Hay diversos motivos para el auge del separatismo catalán.

Uno muy reciente: el Tribunal Constitucional rechazó partes del Estatuto de Cataluña previamente aprobadas por el Parlamento catalán y por un referendum en Cataluña. Como en muchas cuestiones jurídicas, el Tribunal disponía de argumentos tanto para considerar que esas partes eran constitucionales como para lo contrario, pero el Tribunal se desprestigió torpemente una vez más haciéndose portavoz del nacionalismo español, y eligió la opción que más podía ofender en Cataluña.

Un segundo motivo: la ideología antiespañola que promueven unos allí y la ideología anticatalana que promueven otros aquí. He presenciado estupefacto cómo a algún españolista le ofende sobremanera que los catalanes hablen catalán. ¿Pues qué quiere, que hablen arameo?

■ TAREAS ■
(1) Reproduce literalmente el fragmento del texto sobre el separatismo catalán que empieza con "Hay diversos motivos" y continúa hasta "ofender en Cataluña.".
(2) De acuerdo con el texto sobre el separatismo catalán, ¿por qué la decisión del Tribunal Constitucional sobre el Estatuto de Cataluña contribuye al auge del separatismo? Responde en una a tres frases.
Los registros constituyen un material independiente del texto.

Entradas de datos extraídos
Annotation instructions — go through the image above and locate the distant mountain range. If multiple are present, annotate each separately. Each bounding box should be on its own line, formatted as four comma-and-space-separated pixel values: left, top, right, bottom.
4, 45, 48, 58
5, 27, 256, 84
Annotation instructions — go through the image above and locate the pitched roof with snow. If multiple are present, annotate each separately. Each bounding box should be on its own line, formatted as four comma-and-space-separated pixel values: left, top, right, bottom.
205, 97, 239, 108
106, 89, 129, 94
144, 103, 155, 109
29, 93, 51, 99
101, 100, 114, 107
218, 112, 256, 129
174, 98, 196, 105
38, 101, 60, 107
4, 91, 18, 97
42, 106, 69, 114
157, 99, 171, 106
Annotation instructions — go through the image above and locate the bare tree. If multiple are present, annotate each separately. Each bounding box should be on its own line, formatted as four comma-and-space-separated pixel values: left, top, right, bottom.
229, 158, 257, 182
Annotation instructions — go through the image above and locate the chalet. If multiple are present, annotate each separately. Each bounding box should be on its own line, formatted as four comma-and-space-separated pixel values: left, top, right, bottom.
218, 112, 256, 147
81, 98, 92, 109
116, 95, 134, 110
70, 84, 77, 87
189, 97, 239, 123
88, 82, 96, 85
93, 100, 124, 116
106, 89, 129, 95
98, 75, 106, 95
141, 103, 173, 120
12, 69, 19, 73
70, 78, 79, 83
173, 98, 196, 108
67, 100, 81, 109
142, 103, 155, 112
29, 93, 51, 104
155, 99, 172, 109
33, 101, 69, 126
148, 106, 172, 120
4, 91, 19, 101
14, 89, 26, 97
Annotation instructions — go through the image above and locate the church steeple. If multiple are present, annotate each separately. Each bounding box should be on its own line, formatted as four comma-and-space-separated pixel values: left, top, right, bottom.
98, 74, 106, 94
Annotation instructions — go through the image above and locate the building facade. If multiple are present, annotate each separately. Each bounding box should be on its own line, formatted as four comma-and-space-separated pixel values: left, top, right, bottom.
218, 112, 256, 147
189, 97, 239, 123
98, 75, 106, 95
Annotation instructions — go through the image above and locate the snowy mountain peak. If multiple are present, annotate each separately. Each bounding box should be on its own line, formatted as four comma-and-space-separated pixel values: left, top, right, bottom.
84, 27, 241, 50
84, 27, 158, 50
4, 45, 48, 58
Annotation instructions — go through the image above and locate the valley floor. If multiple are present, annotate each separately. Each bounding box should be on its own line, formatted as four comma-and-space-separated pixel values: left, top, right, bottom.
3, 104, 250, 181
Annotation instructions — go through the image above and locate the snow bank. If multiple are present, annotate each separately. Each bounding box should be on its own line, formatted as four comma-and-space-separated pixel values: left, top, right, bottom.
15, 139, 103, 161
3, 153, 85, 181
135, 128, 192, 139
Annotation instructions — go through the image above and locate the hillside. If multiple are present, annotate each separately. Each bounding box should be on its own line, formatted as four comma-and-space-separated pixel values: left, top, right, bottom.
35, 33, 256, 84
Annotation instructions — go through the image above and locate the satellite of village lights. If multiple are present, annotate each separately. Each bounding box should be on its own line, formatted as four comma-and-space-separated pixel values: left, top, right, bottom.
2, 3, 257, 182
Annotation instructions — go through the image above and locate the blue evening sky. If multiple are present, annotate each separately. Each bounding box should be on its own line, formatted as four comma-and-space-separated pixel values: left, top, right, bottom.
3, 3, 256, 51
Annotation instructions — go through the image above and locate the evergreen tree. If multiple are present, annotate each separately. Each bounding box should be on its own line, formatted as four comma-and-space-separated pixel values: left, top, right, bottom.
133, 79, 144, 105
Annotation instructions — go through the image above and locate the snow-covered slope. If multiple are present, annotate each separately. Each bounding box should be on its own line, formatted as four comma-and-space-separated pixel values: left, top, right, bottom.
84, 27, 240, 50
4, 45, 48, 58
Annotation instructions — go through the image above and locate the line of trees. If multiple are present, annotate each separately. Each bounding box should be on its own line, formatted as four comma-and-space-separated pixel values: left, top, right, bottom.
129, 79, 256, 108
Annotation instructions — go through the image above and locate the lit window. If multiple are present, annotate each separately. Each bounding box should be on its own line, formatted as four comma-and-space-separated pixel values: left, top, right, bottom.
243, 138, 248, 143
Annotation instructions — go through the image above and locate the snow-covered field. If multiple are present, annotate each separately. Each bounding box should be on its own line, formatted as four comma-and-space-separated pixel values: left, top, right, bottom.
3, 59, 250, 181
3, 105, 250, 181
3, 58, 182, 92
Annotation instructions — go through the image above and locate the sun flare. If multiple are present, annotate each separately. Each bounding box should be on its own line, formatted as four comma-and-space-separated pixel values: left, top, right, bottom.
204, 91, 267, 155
--
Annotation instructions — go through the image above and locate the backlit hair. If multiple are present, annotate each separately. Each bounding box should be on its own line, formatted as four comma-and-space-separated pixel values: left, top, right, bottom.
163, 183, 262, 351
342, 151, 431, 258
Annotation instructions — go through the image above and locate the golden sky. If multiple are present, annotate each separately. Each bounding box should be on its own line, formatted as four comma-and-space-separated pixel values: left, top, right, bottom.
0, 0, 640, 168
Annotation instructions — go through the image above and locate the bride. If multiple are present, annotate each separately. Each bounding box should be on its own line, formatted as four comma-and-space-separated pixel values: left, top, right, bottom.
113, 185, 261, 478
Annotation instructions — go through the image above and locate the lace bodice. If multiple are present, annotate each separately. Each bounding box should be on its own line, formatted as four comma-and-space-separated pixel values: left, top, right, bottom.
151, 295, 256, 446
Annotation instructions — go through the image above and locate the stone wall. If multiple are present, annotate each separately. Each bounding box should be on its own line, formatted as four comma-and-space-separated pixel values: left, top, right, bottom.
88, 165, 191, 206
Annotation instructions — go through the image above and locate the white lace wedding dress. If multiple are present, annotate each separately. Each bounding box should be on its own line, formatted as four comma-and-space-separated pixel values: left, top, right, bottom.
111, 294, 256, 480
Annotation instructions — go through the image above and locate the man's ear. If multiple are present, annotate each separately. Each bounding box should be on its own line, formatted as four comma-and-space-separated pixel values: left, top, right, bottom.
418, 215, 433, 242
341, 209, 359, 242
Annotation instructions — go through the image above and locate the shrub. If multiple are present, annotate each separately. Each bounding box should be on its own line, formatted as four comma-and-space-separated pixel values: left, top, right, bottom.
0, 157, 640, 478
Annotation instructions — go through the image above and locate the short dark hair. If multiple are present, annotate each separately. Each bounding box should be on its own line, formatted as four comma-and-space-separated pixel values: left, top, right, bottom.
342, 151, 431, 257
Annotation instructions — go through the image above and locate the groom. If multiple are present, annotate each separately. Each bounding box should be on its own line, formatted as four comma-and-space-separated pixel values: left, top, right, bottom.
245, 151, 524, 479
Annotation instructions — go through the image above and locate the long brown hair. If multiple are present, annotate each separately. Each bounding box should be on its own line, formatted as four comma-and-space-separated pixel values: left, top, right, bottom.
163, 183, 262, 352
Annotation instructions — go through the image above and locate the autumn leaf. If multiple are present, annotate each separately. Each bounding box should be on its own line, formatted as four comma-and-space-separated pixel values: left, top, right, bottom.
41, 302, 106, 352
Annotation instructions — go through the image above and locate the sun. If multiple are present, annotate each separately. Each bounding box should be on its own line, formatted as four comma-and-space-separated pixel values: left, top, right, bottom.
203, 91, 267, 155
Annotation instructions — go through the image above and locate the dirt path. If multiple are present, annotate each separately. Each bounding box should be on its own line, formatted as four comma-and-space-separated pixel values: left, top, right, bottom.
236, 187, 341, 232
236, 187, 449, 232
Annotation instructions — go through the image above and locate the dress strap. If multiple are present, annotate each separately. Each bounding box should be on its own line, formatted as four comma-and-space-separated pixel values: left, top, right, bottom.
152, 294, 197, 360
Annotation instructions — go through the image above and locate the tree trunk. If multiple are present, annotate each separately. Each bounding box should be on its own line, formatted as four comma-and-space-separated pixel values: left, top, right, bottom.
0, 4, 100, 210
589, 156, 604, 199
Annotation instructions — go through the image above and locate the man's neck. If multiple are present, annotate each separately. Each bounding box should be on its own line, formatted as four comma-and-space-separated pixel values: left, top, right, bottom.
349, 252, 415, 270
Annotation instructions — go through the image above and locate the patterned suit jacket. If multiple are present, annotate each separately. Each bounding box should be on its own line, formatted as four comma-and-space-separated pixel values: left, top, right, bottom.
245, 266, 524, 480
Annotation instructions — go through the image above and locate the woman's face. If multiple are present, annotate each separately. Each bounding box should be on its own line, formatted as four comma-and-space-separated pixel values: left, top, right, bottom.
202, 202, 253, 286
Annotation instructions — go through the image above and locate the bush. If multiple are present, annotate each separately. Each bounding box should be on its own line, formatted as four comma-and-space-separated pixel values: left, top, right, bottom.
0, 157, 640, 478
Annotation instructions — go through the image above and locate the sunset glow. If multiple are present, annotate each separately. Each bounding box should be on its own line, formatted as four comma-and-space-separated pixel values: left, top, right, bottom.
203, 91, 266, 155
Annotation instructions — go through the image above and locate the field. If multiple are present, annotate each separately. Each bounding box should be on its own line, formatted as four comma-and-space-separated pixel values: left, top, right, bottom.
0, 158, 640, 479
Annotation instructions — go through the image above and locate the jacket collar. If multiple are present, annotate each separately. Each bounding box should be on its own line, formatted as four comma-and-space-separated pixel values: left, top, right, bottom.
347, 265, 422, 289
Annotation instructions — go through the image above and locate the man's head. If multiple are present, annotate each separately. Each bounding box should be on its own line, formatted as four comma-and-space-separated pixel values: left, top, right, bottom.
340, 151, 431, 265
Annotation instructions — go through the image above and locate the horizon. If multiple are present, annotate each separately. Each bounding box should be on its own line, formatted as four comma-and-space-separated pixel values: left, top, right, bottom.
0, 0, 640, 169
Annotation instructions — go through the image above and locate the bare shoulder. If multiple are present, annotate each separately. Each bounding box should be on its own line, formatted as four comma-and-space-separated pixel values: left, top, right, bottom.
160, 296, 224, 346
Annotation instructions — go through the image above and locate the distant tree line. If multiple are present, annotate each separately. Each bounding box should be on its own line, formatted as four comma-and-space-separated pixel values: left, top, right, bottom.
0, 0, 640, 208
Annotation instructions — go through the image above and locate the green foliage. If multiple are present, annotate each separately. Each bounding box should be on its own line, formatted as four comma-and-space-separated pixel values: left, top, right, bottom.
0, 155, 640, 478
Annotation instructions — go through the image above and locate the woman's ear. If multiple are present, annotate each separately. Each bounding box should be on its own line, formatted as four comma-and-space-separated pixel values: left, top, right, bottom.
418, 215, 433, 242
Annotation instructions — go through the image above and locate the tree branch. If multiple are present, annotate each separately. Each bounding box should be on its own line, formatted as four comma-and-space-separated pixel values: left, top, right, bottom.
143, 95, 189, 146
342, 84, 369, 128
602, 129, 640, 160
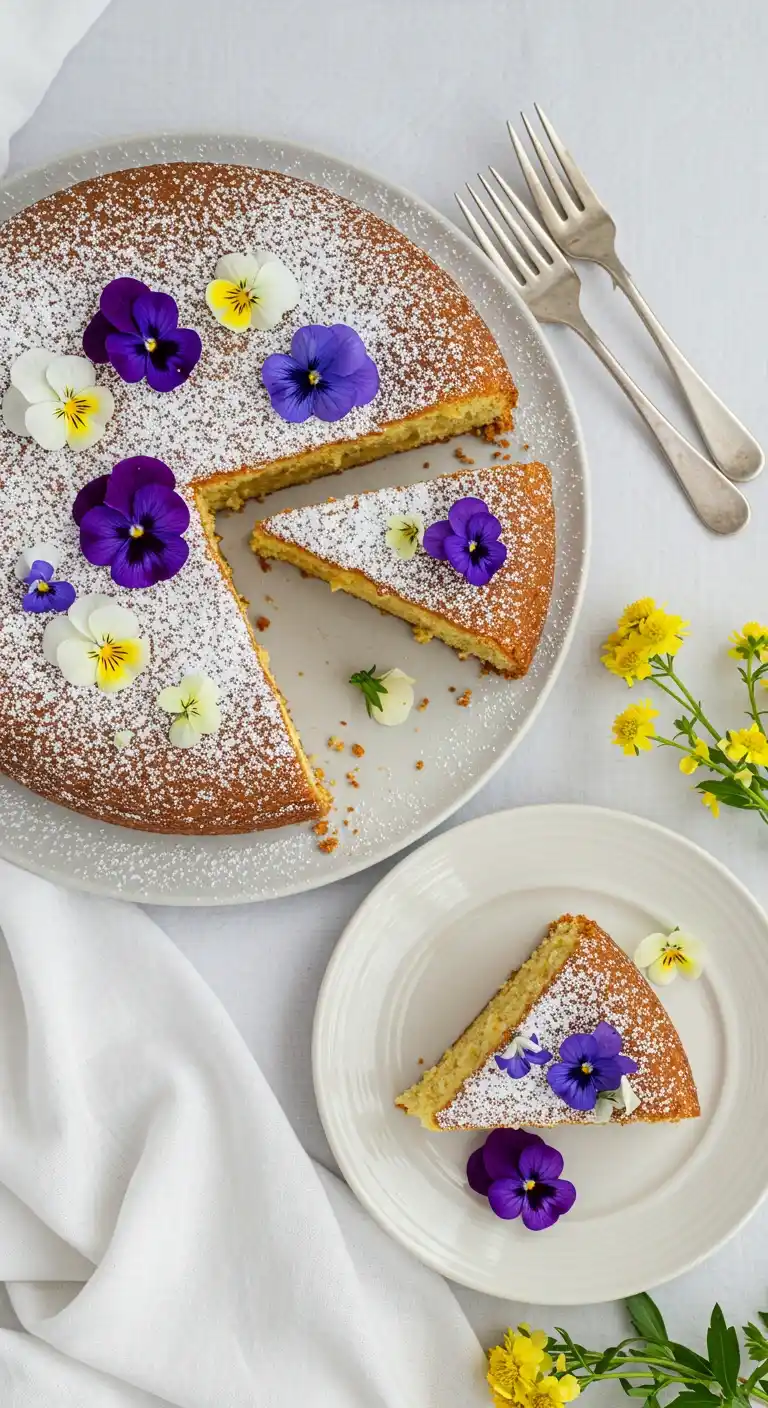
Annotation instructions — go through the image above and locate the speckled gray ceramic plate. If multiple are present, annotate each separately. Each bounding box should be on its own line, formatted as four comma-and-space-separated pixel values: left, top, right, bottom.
...
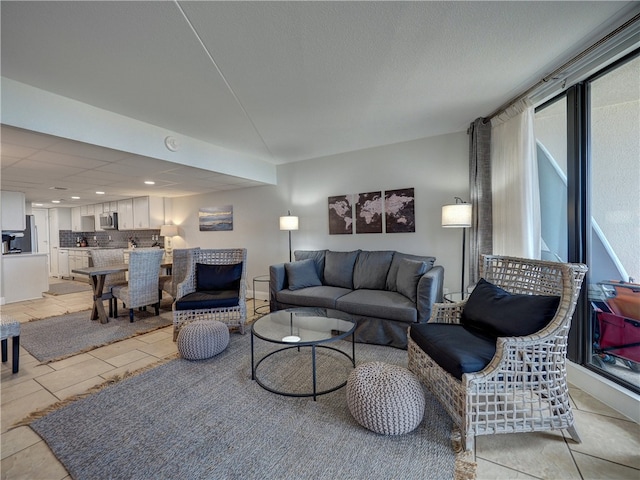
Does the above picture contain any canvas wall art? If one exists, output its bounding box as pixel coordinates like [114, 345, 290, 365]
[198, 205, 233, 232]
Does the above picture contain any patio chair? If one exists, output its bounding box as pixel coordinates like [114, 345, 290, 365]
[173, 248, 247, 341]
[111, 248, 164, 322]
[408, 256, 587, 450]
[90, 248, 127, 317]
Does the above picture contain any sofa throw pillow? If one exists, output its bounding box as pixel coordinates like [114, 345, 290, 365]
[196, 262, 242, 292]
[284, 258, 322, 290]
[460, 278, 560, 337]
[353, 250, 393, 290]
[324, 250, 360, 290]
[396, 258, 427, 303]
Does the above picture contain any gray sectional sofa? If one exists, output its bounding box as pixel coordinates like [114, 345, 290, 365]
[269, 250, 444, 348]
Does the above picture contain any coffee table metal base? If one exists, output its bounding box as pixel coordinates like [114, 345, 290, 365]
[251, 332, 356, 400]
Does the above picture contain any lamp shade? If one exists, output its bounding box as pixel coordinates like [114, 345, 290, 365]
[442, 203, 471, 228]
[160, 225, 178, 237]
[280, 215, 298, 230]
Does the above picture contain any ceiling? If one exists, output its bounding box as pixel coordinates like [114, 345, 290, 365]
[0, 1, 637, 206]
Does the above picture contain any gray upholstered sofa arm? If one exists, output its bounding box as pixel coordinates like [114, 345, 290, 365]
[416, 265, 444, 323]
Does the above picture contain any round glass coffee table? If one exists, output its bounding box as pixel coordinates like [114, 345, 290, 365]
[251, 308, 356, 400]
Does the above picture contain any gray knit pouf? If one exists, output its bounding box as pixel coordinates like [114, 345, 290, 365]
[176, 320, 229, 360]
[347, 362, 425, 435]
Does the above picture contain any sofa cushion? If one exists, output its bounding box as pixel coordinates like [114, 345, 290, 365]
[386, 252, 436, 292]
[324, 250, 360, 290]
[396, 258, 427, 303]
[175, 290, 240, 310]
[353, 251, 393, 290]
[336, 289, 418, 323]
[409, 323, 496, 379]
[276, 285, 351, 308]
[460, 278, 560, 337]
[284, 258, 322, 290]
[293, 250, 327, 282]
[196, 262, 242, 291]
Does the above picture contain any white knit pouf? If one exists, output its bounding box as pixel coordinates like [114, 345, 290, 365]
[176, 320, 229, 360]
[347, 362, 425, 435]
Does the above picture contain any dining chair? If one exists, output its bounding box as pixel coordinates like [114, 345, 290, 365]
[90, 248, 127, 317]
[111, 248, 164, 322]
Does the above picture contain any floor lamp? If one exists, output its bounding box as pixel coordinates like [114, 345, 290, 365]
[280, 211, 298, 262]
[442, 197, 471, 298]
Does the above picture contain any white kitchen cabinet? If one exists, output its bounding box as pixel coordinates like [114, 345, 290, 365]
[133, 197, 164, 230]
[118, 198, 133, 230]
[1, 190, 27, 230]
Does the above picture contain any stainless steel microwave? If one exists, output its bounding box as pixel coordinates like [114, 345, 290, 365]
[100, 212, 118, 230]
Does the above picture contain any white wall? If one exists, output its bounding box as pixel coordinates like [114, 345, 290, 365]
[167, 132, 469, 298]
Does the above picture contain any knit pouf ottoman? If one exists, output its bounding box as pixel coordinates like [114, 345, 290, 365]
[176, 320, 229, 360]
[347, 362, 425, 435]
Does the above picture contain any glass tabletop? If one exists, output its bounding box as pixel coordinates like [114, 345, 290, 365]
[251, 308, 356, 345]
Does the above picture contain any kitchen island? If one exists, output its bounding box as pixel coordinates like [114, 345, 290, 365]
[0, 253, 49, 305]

■ RESULTADOS FINALES ■
(1)
Hay diversos motivos para el auge del separatismo catalán.

Uno muy reciente: el Tribunal Constitucional rechazó partes del Estatuto de Cataluña previamente aprobadas por el Parlamento catalán y por un referendum en Cataluña. Como en muchas cuestiones jurídicas, el Tribunal disponía de argumentos tanto para considerar que esas partes eran constitucionales como para lo contrario, pero el Tribunal se desprestigió torpemente una vez más haciéndose portavoz del nacionalismo español, y eligió la opción que más podía ofender en Cataluña.

(2) El Tribunal Constitucional rechazó partes del Estatuto que ya habían aprobado el Parlamento catalán y un referéndum en Cataluña. Aunque disponía de argumentos tanto para considerarlas constitucionales como para lo contrario, eligió la opción que más podía ofender en Cataluña y actuó como portavoz del nacionalismo español.